PROBLEM TO WORK ON: Give an exact copy of every line, leaving images out.

DATA IN THIS EXERCISE:
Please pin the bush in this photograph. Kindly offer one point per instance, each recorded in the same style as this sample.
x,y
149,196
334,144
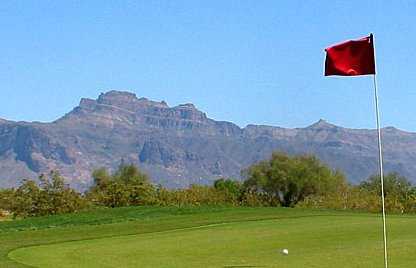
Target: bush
x,y
52,196
128,186
288,180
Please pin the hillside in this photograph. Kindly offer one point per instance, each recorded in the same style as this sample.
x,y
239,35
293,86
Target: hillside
x,y
180,145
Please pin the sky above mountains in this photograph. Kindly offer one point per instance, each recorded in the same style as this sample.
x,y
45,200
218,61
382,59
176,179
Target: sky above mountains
x,y
257,62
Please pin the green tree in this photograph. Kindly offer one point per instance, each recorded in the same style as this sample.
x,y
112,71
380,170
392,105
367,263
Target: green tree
x,y
290,179
127,186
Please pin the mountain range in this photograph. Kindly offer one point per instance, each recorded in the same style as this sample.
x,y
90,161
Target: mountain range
x,y
178,146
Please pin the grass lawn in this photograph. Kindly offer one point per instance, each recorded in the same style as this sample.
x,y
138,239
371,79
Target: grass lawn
x,y
207,237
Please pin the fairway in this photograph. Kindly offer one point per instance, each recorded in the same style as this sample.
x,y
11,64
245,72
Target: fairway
x,y
317,240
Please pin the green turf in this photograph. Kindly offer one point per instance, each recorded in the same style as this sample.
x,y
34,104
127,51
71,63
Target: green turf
x,y
209,237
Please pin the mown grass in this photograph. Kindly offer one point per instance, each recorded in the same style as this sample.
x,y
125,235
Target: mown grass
x,y
148,237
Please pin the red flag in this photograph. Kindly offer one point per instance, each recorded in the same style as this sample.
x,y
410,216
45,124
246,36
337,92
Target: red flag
x,y
354,57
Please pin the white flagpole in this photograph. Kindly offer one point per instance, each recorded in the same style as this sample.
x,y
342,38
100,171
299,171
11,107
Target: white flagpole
x,y
380,158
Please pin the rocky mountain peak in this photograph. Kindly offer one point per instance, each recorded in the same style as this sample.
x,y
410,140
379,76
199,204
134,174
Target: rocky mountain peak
x,y
321,124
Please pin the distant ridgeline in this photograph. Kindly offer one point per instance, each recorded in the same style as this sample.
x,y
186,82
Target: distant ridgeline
x,y
180,145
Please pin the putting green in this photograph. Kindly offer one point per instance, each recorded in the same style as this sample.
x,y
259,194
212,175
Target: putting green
x,y
312,241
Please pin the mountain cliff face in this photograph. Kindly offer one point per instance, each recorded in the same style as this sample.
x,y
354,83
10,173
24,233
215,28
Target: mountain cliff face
x,y
180,145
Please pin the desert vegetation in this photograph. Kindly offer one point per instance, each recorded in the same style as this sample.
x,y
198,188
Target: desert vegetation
x,y
283,180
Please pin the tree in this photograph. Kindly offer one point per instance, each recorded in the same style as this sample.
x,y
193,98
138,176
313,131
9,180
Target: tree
x,y
126,186
394,185
51,196
289,179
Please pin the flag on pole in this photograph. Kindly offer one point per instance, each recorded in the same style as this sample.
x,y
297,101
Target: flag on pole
x,y
350,58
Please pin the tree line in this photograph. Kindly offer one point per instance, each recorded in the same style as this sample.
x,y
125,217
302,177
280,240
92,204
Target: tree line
x,y
282,180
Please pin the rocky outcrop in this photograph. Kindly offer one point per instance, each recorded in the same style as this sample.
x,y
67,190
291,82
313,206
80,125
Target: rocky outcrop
x,y
180,145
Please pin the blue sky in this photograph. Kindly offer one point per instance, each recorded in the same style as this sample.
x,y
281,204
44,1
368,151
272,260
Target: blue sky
x,y
257,62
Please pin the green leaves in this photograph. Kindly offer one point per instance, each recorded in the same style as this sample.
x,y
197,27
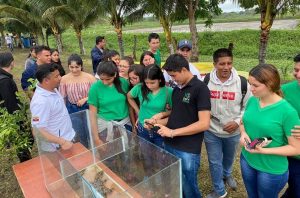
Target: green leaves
x,y
15,129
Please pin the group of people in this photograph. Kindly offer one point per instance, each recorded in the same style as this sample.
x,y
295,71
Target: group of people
x,y
174,108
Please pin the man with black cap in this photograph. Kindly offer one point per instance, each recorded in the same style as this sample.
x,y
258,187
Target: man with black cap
x,y
184,48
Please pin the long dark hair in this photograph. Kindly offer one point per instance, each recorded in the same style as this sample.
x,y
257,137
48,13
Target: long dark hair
x,y
268,75
138,70
110,69
152,72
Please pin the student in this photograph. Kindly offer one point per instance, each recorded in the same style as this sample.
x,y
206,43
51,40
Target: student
x,y
31,58
49,113
8,89
74,88
154,43
153,98
56,59
189,118
98,52
108,103
184,48
222,138
124,65
43,57
291,92
265,167
147,58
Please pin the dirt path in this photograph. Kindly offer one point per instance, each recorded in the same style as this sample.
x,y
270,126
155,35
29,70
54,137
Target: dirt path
x,y
254,25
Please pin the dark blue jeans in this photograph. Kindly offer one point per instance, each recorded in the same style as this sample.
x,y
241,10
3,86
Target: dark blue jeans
x,y
190,164
79,122
294,179
151,136
261,184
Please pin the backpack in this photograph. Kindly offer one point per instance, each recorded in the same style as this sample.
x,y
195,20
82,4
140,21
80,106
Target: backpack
x,y
243,85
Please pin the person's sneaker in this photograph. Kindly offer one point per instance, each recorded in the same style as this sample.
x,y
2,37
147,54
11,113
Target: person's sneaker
x,y
231,182
213,194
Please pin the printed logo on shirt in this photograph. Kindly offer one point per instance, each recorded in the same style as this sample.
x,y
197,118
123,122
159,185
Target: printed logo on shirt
x,y
215,94
35,119
228,95
186,98
225,95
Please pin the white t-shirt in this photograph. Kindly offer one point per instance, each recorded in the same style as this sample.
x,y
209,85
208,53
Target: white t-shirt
x,y
8,40
172,83
48,111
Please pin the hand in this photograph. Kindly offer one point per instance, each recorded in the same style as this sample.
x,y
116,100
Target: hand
x,y
258,149
149,123
66,145
164,131
230,127
243,138
97,142
296,132
158,116
81,102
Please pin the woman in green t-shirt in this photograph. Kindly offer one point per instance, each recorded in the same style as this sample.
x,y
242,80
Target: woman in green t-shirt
x,y
267,115
154,97
107,103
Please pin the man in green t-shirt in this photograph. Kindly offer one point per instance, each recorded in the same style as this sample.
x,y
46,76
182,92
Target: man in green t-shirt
x,y
291,93
154,43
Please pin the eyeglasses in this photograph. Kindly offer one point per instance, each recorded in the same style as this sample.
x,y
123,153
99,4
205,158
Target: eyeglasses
x,y
124,66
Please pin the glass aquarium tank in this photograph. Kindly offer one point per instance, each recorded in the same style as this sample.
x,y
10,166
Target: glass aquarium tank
x,y
124,166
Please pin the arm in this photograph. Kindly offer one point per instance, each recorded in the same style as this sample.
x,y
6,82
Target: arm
x,y
8,95
201,125
94,125
292,149
132,103
54,139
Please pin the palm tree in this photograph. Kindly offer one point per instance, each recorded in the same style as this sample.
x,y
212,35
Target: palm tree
x,y
164,11
193,9
268,9
119,13
79,14
27,16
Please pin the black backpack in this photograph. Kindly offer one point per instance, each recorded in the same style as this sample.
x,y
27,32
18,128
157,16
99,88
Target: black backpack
x,y
243,85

SOLUTION TO THIS PROBLEM:
Please pin the bush in this photograph. Kindly offer one point per instance, each recorded in the same style as this sample.
x,y
149,196
334,144
Target: bush
x,y
52,196
128,186
288,180
Please pin the hillside in this photograph. Kindly offer one point per instance, each recorded in the same style as this sample.
x,y
239,35
293,86
Target: hillside
x,y
180,145
Please pin the sky above mountains in this photograph. Kindly offer one point per instance, each recorded in the same style as this sample.
x,y
45,200
218,61
382,59
176,179
Target: sky above mountains
x,y
257,62
Please pin the green tree in this photograph. Kindly offer one point per instance, each recorded in the same style as this sample.
x,y
112,71
380,170
392,105
367,263
Target: green tree
x,y
290,179
127,186
Please pin the mountain range in this photograph. Kindly offer one point per instance, each recorded in the same style as this sample.
x,y
90,161
Target: mountain range
x,y
178,146
Please pin the grass lawn in this photograph. Kindly offer one point per instance, each recorded in the same style as this sample.
x,y
138,239
371,79
Target: grass lawn
x,y
207,237
Please pin the fairway in this photograph. Kindly offer one point per instance, each recorded in the same style as this sample.
x,y
11,64
245,72
Target: fairway
x,y
317,240
Please pin the green turf in this photograph. Kindly offer one point per instance, each recorded in the same style as this sample.
x,y
34,104
127,51
71,63
Target: green turf
x,y
209,237
Please pin the mown grass in this photograph. Kindly offer one point per instance, each recorded in the same style as this sample.
x,y
125,235
Target: mown grass
x,y
148,237
Please pin the red flag in this photograph. Kindly offer one point per instance, each recorded in the same style as this sample.
x,y
410,216
45,124
246,36
337,92
Target: red flag
x,y
354,57
Please pin the white flagpole in this photograph. Kindly offer one point per instance, each recorded in the same style as this sample.
x,y
342,38
100,171
299,171
11,107
Target: white flagpole
x,y
380,158
Please pin the rocky mountain peak in this photograph. Kindly offer one point per instance, each recorded in the same style as this sample.
x,y
410,140
379,76
199,204
134,174
Target: rocky mountain peak
x,y
321,124
Please pin the distant ridgeline in this photograph. Kindly offer one point per instance, each recorded in the same style as this sample.
x,y
186,82
Target: distant ridgeline
x,y
180,145
Please pin the putting green in this photograph. Kindly offer one point per instance, each recorded in the same style as this sample.
x,y
259,194
212,175
Target: putting green
x,y
312,241
Please pin the mountain cliff face in this photograph. Kindly offer one point per instance, each recorded in the same style as this sample.
x,y
354,83
10,173
24,233
215,28
Target: mountain cliff face
x,y
180,145
Please pin the desert vegetation in this photograph. Kindly offer one point per instance, each recorded in the same style as this sample.
x,y
198,188
Target: desert vegetation
x,y
283,180
Please pin the tree in this photograph. Kindly offer one point per instance, each recorded in the same style as this sample.
x,y
193,98
138,176
313,131
9,180
Target: tree
x,y
126,186
394,185
51,196
289,179
Please pin the flag on pole in this photograph. Kindly offer one point per instance, each recorded in the same style as this sample.
x,y
297,101
Target: flag on pole
x,y
350,58
Please pin the tree line in this photograph. Kindly offer one point per instance, each recorded in the same style as this sample.
x,y
125,217
302,177
280,240
92,204
Target: tree line
x,y
282,180
Please pin the rocky outcrop in this photograph. Kindly offer one point per instance, each recorded in the same style as this sample.
x,y
67,190
291,82
313,206
80,125
Target: rocky outcrop
x,y
180,145
Please pin the blue sky in this photograph. Kindly offer one point per instance, each recorded in the same style as this sample.
x,y
281,204
44,1
368,151
272,260
Target: blue sky
x,y
257,62
Please pin the green leaves in this photograph. Kindly offer one point per instance, each recorded in the same style as this sample.
x,y
197,27
Target: green leaves
x,y
15,129
Please pin the group of people in this photograph. Kindly offer one point per instance, each recorded in the same style as this sample.
x,y
295,71
Target: group of people
x,y
174,108
Please pin the man with black cap in this photograph. Kindly offer one point per instance, each recorded in the same style as this sample.
x,y
258,187
Target: man with black cap
x,y
184,48
Please pin the long dark hair in this photograph. Kindly offer one point per instance, each recorded in the same style as this sample.
x,y
257,137
48,13
Target: long dark hair
x,y
268,75
138,70
110,69
152,72
Please pin the student in this photograph. Kindly offer one point per instance, each recorded in the same style as this sample.
x,y
206,43
51,40
Target: student
x,y
31,58
49,113
8,89
74,88
154,43
153,98
56,59
189,118
98,52
108,103
184,48
222,138
124,65
43,57
291,92
265,167
147,58
Please pin the dirt path in this photograph. Kindly offer one point per instance, each recorded in the same style as this sample.
x,y
270,126
155,35
29,70
54,137
Target: dirt path
x,y
254,25
Please pin the dark blue jeans in this photograph. Kindly offer one point per instance, each recorded in the same style as this sample.
x,y
241,10
3,86
Target: dark blue jeans
x,y
190,164
79,122
294,179
151,136
261,184
Please pin the backpack in this photograph. Kindly offer one point per instance, each recorded in the same style as this sample.
x,y
195,20
82,4
140,21
80,106
Target: backpack
x,y
243,85
Please pin the person's sneaker in this photograph. Kindly offer one point per instance, each recorded in the same style as this sample.
x,y
2,37
147,54
11,113
Target: person's sneaker
x,y
231,182
213,194
Please pin the printed logo on shirt in this photograph. Kindly offer one point per instance, each recorded in the same style as this sample.
x,y
197,118
123,122
159,185
Target: printed logo on shirt
x,y
215,94
35,119
228,95
186,98
225,95
Please pin the white t-shirt in this photograph. Kindly offer one point per instance, each recorded in the same style as this sample.
x,y
209,85
208,53
Target: white t-shirt
x,y
8,40
172,83
48,111
Please pin the hand in this photograph. Kindly offer one point per instance, each recorded in the same style as this sample.
x,y
116,100
Target: hand
x,y
258,149
149,123
66,145
164,131
230,127
243,138
97,142
296,132
158,116
81,102
Please pin the woman in green t-shirt in this photograph. Kindly offer one point per instance, each recorded in the same style as this sample.
x,y
242,80
Target: woman in green t-shirt
x,y
267,115
154,97
107,103
Please pin the man in green t-shirt in this photograph. Kindly offer one point per instance, each recorded in the same style as this sample.
x,y
46,76
182,92
Target: man in green t-shirt
x,y
291,93
154,43
Please pin the eyeglasses in this photograph. Kindly offer one point per instance, each recorded in the same style as this sample.
x,y
123,153
99,4
205,158
Target: eyeglasses
x,y
124,66
Please pin the glass aquarium tank in this photograph. Kindly offer one point per instance, each recorded in the same style as this sample.
x,y
10,166
Target: glass aquarium tank
x,y
124,166
Please pin the arm in this photograph. Kindly offer one point per instance, each recorded in the same style as this sample.
x,y
6,82
Target: arm
x,y
8,95
201,125
94,125
292,149
132,103
54,139
Please pin the palm tree in this photograph. Kindly offer one point per instance, each recorded in the same style as this sample.
x,y
212,35
Target: palm tree
x,y
164,11
193,9
268,9
119,13
79,14
27,16
Please pin the black backpack in this photograph. Kindly offer one point per instance, each recorded in the same style as this sample.
x,y
27,32
18,128
157,16
99,88
Target: black backpack
x,y
243,85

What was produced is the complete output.